▶ **Written exercise**: Your task is to reproduce exactly the lines from the line with "If you could indicate the seated man" through the end of the records below.

── Input for this task

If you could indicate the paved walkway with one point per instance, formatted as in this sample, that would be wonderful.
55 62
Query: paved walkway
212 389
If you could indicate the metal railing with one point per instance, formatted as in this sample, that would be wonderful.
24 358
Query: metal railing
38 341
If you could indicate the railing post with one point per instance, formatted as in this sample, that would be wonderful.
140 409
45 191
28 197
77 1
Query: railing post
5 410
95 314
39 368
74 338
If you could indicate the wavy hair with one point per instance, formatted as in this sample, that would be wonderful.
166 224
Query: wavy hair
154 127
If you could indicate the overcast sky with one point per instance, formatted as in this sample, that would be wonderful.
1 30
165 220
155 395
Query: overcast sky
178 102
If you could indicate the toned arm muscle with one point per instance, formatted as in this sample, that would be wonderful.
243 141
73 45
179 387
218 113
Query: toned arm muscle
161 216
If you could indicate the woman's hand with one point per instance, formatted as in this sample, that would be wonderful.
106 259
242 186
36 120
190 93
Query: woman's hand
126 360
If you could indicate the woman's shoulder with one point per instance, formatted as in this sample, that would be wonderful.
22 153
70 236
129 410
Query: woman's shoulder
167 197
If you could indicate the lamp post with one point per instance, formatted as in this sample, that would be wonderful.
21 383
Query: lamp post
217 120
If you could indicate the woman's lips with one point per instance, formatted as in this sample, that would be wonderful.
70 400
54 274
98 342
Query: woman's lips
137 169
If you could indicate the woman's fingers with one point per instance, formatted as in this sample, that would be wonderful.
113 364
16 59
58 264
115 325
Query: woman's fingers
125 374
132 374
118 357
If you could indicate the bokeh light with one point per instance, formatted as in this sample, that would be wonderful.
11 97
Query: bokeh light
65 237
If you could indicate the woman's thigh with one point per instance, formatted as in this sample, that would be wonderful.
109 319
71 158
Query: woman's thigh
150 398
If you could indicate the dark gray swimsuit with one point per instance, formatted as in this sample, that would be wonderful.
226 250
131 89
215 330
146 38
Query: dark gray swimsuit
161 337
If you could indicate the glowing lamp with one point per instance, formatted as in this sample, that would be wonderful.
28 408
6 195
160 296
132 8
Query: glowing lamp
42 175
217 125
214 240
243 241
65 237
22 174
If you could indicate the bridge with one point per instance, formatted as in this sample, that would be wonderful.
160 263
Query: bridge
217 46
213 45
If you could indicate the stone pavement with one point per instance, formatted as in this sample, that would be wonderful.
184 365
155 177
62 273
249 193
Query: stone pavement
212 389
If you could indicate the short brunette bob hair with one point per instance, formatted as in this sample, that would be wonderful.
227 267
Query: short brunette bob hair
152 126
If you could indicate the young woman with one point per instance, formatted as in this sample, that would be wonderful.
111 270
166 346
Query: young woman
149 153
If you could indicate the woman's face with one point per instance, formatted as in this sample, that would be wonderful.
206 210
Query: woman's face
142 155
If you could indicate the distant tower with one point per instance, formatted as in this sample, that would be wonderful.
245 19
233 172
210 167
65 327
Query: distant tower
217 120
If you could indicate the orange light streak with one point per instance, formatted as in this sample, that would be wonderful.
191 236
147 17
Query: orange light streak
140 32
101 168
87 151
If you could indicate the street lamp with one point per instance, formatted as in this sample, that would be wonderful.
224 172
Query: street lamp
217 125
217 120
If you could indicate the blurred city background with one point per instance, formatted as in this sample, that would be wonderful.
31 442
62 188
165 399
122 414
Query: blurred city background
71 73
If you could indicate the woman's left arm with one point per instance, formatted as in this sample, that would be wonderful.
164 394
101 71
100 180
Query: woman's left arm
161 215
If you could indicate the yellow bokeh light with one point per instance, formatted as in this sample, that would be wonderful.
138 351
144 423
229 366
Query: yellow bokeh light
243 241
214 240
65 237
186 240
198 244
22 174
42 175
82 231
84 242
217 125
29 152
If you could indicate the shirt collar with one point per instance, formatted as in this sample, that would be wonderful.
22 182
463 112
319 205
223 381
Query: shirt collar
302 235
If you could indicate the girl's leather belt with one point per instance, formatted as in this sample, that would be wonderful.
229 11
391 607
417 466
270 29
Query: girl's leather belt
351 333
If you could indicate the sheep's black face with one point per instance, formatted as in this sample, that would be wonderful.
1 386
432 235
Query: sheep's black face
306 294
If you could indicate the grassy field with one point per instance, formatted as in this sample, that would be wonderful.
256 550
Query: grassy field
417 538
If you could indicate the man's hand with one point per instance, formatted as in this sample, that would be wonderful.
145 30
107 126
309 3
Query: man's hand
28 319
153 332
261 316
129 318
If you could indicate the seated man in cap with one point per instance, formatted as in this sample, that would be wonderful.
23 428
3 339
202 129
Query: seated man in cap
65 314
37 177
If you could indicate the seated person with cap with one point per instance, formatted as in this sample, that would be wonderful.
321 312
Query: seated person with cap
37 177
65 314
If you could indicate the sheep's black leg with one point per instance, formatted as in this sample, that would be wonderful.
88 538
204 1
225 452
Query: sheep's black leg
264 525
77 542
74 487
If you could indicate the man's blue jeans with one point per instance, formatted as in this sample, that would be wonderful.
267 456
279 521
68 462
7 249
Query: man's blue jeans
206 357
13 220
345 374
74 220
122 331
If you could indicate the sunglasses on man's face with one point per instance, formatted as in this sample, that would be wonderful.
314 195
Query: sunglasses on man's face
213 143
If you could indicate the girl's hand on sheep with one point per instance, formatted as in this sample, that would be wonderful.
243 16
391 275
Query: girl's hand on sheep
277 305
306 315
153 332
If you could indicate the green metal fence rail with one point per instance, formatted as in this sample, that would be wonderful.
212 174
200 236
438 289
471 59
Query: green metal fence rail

────

▶ **The solution**:
If you could indicate the seated man in cap with one point per instance, formatted as in this sample, that would be wonderful.
23 428
3 339
202 129
Query: seated man in cap
65 314
37 177
If you could indicate the seated person with cap with one point per instance, formatted as in this sample, that would be wonderful.
321 312
Query: seated person with cap
37 177
65 314
If you could indicate the sheep's black leg with one point per instance, formatted as in this sample, that would be wonderful.
88 538
204 1
225 452
Query: sheep's black leg
264 525
77 542
74 487
If you could indicate the man's blue jeans with one point per instance, formatted as in this sample, that would be wonderful.
267 456
279 521
68 462
7 249
Query: man's blue jeans
206 357
13 220
345 374
74 220
122 331
If you could indicate the sunglasses on man's face with one point per instance, formatted as in this sample, that would be wonderful.
314 195
Query: sunglasses on man's face
213 143
If you could indicate the girl's hand on sheep with one point per instance, formatted as in this sample, that would be wonderful.
243 16
391 275
Query: girl's hand on sheep
277 305
306 315
153 332
If you could indicate the green metal fence rail with one point per instance, formatted as in this sample, that would be wonderful.
212 174
200 236
438 289
471 59
Query: green metal fence rail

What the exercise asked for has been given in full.